* Start Selected passage *

These three attributes together signal to the kernel that

1. Late attach feature is in use for the remote core.
2. The remotecore and other nodes have been configured and are in use before the kernel boot. These should not be reset or idled during kernel boot.

The Linux kernel tree delivered with Processor SDK Linux Automotive includes a dts file that shows how to enable late attach feature for IPU2 on a DRA7xx evm with 7" LCD. This file was built in the following manner. The timers used by IPU2 are found from $PSDKLA/board-support/linux/arch/arm/boot/dts/dra7-evm.dts

&ipu2 {
    status = "okay";
    memory-region = <&ipu2_cma_pool>;
    mboxes = <&mailbox6 &mbox_ipu2_legacy>;
    timers = <&timer3>;
    watchdog-timers = <&timer4>, <&timer9>;
};

The MMU used by IPU2 can be found from $PSDKLA/board-support/linux/arch/arm/boot/dts/dra7.dtsi.

        ipu2: ipu@55020000 {
            compatible = "ti,dra7-rproc-ipu";
            reg = <0x55020000 0x10000>;
            reg-names = "l2ram";
            ti,hwmods = "ipu2";
            iommus = <&mmu_ipu2>;
            ti,rproc-standby-info = <0x4a008920>;
            status = "disabled";
        };

IPU2 uses timer3 to supply the OS tick and timer4 and timer9 as watchdog timers. IPU2 also uses an MMU referred to as mmu_ipu2 in the device tree. All of these nodes including the IPU2 node need to have the three attributes described above set.

The file $PSDKLA/board-support/linux/arch/arm/boot/dts/dra7-evm-lcd7-late-attach.dts has the full example. This file is structured such that it includes an existing configuration first

#include "dra7-evm-lcd7.dts"

and sets only the atrributes required for enabling late attach functionality.

Late attach can be enabled for other remotecores by setting the late attach atributes on the corresponding device tree nodes. Late attach can be enabled for other hardware configurations by choosing a different base .dts file. e.g. If the EVM has a 10" lcd instead of 7" LCD, you can change the include to "dra7-evm-lcd10.dts" instead of "dra7-evm-lcd7.dts".

Build the .dtb file and use it for linux boot instead of the regular dtb file.

Boot setup[edit]

1. Configure the EVM for boot from SD card.
2. Use the MLO and u-boot.img built above with the early boot functionality enabled.
3. Use the dtb file built with the late attach functionality enabled.
4. Copy the IPU2 binary into the boot partition of the SD card. The IPU2 binary can be found in /lib/firmware/dra7-ipu2-fw.xem4 on the target filesystem.

Boot the board and test the IPU2 functionality as you would normally do. You will not notice any difference in the functionality except that the IPU2 was already loaded and running before the Linux Kernel was booted.

* End Selected passage *
* Start Given data *

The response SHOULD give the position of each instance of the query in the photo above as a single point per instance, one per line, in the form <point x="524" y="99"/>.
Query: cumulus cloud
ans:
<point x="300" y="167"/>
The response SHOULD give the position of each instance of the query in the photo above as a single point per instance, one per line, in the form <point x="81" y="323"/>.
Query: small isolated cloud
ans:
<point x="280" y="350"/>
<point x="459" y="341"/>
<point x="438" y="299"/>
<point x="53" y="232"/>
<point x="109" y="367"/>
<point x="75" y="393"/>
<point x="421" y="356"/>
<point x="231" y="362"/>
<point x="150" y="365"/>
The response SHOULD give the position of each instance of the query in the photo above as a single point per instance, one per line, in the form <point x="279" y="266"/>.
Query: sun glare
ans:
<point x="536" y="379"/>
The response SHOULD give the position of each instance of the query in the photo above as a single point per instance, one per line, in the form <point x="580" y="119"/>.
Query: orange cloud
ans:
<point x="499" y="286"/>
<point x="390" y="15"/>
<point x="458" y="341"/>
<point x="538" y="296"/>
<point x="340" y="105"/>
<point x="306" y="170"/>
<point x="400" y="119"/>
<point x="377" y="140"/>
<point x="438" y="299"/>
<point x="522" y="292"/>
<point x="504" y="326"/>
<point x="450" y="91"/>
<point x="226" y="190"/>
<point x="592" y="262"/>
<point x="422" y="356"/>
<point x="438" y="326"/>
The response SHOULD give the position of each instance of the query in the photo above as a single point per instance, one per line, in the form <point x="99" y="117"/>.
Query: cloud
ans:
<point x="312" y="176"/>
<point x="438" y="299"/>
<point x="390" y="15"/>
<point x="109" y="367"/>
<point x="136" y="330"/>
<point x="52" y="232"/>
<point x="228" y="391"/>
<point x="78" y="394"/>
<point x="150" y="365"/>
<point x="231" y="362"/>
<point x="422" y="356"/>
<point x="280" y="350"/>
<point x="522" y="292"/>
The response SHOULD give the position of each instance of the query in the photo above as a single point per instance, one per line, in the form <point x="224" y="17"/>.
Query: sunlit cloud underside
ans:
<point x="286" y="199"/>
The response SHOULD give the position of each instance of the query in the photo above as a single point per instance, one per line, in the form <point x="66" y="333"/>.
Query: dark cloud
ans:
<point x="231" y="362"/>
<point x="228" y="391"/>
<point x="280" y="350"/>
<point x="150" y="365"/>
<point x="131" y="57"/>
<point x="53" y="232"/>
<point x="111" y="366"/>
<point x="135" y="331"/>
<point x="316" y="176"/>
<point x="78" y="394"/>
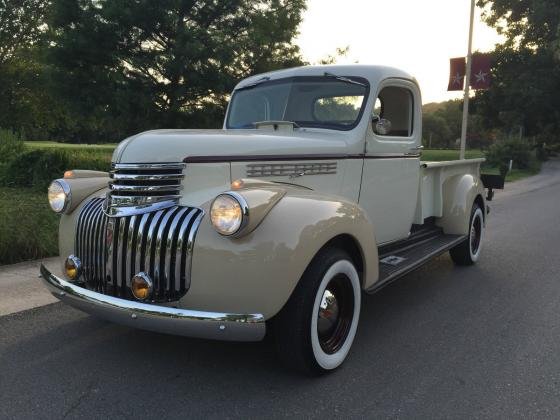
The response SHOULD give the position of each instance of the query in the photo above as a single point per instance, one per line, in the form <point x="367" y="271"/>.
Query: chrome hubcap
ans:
<point x="336" y="312"/>
<point x="328" y="313"/>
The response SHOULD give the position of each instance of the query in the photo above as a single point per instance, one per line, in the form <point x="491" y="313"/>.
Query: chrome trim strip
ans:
<point x="145" y="188"/>
<point x="147" y="166"/>
<point x="146" y="177"/>
<point x="186" y="322"/>
<point x="138" y="208"/>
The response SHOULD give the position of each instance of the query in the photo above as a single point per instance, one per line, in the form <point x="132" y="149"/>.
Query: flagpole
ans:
<point x="467" y="87"/>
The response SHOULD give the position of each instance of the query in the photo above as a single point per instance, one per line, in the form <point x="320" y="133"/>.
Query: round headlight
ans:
<point x="229" y="213"/>
<point x="59" y="195"/>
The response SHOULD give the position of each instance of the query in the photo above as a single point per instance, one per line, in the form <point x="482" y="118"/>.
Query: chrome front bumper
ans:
<point x="212" y="325"/>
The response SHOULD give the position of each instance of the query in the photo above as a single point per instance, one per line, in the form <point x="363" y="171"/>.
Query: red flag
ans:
<point x="480" y="71"/>
<point x="457" y="69"/>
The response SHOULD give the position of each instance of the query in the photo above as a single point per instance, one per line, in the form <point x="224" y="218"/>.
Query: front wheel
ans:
<point x="316" y="328"/>
<point x="468" y="252"/>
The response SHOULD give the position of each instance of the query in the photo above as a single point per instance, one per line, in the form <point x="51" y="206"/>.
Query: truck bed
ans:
<point x="432" y="177"/>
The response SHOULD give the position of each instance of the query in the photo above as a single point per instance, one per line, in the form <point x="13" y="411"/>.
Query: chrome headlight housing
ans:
<point x="229" y="213"/>
<point x="59" y="195"/>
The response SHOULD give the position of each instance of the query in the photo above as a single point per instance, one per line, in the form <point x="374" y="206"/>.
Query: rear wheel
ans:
<point x="468" y="252"/>
<point x="316" y="328"/>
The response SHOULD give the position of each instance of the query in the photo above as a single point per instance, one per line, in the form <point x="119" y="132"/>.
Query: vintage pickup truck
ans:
<point x="313" y="192"/>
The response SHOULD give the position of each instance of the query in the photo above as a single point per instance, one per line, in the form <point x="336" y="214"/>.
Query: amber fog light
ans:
<point x="73" y="267"/>
<point x="141" y="286"/>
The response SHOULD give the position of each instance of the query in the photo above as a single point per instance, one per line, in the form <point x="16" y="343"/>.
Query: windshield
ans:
<point x="318" y="101"/>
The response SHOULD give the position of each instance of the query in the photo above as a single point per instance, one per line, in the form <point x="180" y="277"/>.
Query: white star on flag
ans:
<point x="480" y="76"/>
<point x="457" y="79"/>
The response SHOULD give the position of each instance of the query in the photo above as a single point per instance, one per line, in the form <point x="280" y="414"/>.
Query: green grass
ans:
<point x="29" y="228"/>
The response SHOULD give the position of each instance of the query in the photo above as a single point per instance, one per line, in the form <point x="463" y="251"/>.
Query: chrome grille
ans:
<point x="113" y="249"/>
<point x="137" y="188"/>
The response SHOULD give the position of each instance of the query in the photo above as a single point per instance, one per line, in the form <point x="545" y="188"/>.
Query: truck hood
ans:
<point x="176" y="145"/>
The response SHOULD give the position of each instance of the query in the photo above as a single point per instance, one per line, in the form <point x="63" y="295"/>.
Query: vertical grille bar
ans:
<point x="150" y="242"/>
<point x="179" y="259"/>
<point x="130" y="254"/>
<point x="170" y="252"/>
<point x="121" y="243"/>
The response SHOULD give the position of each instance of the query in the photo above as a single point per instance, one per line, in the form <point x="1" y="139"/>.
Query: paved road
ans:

* End Given data *

-- Exercises to complete --
a - In the passage on late attach, which timer does IPU2 use to supply the OS tick?
b - Extend the passage on late attach onward from its final sentence.

-- Results by task --
a - IPU2 uses timer3 to supply the OS tick.

b -
Confirming Late attach functionality[edit]

There is no default indication of whether late attach feature is in use or not. This is by design as use of late attach should be invisible to the user. For debug purposes, enable the DEBUG flag on drivers/remoteproc/omap_remoteproc.c during kernel compilation. If late attach functionality is in use, additional traces will now show up in the dmesg logs.

root@dra7xx-evm:~# dmesg | grep late-attach
[ 2.609644] omap-rproc 55020000.ipu: device will be late-attached.

Customizing Early Boot for a Usecase[edit]

The Early boot code in U-Boot does the necessary configuration to bring up a remotecore. This includes the timers and the MMUs. It does not configure any other peripherals by default. Some usecases may require additional peripheral configuration before running the remotecore. U-Boot includes placeholder functions that can be populated for this purpose. These can be found in the file $GLSDK/board-support/u-boot/board/ti/dra7xx/evm.c.

/*
 * If the remotecore binary expects any peripherals to be setup before it has
 * booted, configure them here.
 *
 * These functions are left empty by default as their operation is usecase
 * specific.
 */

u32 ipu1_config_peripherals(u32 core_id, struct rproc *cfg)
{
    return 0;
}

u32 ipu2_config_peripherals(u32 core_id, struct rproc *cfg)
{
    return 0;
}

u32 dsp1_config_peripherals(u32 core_id, struct rproc *cfg)
{
    return 0;
}

u32 dsp2_config_peripherals(u32 core_id, struct rproc *cfg)
{
    return 0;
}

Validation and Limitations[edit]

Late attach functionality has been validated for all the remotecores IPU2,IPU1,DSP1 and DSP2. However there is the following limitation.

1. U-Boot has only been updated to load remotecore binaries from the boot partition of the SD card or eMMC.

Debug guide[edit]

A more detailed user guide of Early Boot and Late Attach functionality can be found at Early Boot and Late Attach in Linux

Using the Early video decode example[edit]

Early Video decode is not supported in the GLSDK 7.0 EA release.

Changing MPU Frequency (DVFS)[edit]

DRA7xx supports running MPU (CPU0/1) at more than one frequency.
User may chose to run at different frequencies based on performance requirements for the application/use-case targeted.
The Data Manual contains all the frequencies supported by the Hardware and the Processor SDK Linux_Automotive Datasheet available with current release contains details of supported frequencies in the Software.
Please refer to the following wiki for details on how to change CPU frequency and voltage DVFS UserGuide

SOC Performance monitoring tools

NOTE! Support for SoC performance monitoring tool is available only upto K4.4 releases. Check the release notes to see if this feature is available on the Processor SDK Linux Automotive release you are using.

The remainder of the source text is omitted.